→ Задание a
Соберите из записей все строки, в которых встречается слово "bare".

======== Фрагмент текста ========

Первые палестинцы, которых я встретила, были Ицхак Бен-Цви, ставший
потом вторым президентом Израиля, Яаков Зрубавел, известный
сионист-социалист и писатель, и Давид Бен-Гурион. Бен-Цви и Бен-Гурион
приехали в Милуоки в 1916 году вербовать солдат для Еврейского легиона; они
жили в Палестине, но турецкое правительство их выслало, запретив когда-либо
туда возвращаться. Зрубавел, осужденный на тюремное заключение, сумел
бежать, но был заочно приговорен к пятнадцати годам каторжных работ.
Никогда раньше я не встречала таких людей, как эти палестинцы, никогда
не слышала таких рассказов про ишув (маленькую еврейскую общину в Палестине,
в то время сократившуюся с 85 до 56 тысяч). Тогда я впервые узнала, как
страдает ишув от жестокого турецкого режима, заморозившего всякую нормальную
жизнь в стране. Их сжигала тревога о судьбах евреев Палестины, и они были
убеждены, что евреи смогут предъявить свои права на родину только после
войны и только в том случае, если евреи, именно как евреи, сыграют в войне
значительную и заметную роль. Они говорили о Еврейском легионе с таким
чувством, что я сразу пошла туда записываться - и получила сокрушительный
удар: девушек не принимали.
К этому времени я знала о Палестине немало, но более теоретически. Эти
же палестинцы говорили не о взглядах в теории сионизма, а о его реальности.
Они подробно рассказывали о пятидесяти еврейских сельскохозяйственных
поселениях, существующих там, и говорили о гордоновской Дгании так, что она
начинала казаться реальной, населенной живыми людьми, а не мифическими
героями и героинями. Рассказывали о Тель-Авиве, только что основанном на
песчаных дюнах за Яффой и о Хашомере, еврейской самообороне, организованной
ишувом, в которой они участвовали. Но больше всего они говорили о том, как
страстно ждут победы союзников над турками. Все они работали в Палестине бок
о бок, а Бен-Цви часто говорил о четвертом члене группы - Рахел Янаит,
которая позже стала его женой. Для меня она стала типичной
представительницей женщин ишува, доказавших, что можно быть одновременно
женой, матерью и товарищем по оружию, не только не жалуясь, но гордясь этим.
Мне казалось, что она и такие, как она, без всякой рекламы делают для
освобождения женщин больше, чем самые воинственные суфражистки Соединенных
Штатов и Англии.

======== Исходные данные ========

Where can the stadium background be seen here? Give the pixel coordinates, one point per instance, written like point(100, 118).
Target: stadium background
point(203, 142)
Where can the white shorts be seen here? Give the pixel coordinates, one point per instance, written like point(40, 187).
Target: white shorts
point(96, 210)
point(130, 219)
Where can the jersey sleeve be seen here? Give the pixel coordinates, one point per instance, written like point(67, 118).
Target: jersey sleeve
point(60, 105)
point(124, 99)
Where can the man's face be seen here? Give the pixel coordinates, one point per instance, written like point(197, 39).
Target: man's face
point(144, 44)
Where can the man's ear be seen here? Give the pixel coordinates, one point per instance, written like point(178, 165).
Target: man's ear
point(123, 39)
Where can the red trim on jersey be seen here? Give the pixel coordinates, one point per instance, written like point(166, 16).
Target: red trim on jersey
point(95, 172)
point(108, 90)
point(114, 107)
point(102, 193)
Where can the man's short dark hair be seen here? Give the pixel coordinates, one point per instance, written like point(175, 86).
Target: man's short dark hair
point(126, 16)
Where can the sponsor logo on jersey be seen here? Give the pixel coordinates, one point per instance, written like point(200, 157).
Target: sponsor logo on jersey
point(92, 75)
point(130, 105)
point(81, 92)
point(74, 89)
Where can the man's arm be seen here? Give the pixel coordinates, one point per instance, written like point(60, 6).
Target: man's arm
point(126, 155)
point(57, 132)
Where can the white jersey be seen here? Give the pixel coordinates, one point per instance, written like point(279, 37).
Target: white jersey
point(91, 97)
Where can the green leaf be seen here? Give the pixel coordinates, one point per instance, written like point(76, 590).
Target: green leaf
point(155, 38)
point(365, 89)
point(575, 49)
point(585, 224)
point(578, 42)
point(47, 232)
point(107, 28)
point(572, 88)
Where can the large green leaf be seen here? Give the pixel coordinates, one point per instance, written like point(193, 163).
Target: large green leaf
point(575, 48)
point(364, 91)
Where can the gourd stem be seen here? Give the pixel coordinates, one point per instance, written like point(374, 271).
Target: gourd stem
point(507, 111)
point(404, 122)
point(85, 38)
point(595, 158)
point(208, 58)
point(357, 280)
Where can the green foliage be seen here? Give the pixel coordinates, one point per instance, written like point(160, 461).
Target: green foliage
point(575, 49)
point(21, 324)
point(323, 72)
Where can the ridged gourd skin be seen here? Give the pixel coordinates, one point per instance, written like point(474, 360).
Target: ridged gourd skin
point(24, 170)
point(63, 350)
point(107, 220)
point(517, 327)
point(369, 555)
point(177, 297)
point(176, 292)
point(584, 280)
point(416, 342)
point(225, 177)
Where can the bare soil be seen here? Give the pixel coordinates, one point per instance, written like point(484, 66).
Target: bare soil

========

→ Задание b
Ответьте по тексту о встрече с палестинцами на три вопроса:
(i) В каком году Бен-Цви и Бен-Гурион приехали в Милуоки?
(ii) К скольким годам каторжных работ был заочно приговорен Зрубавел?
(iii) Кто позже стала женой Бен-Цви?

→ Ответ a
Where can the bare soil be seen here? Give the pixel coordinates, one point per instance, written like point(484, 66).
Target: bare soil

→ Ответ b
(i) В 1916 году.
(ii) К пятнадцати годам.
(iii) Рахел Янаит.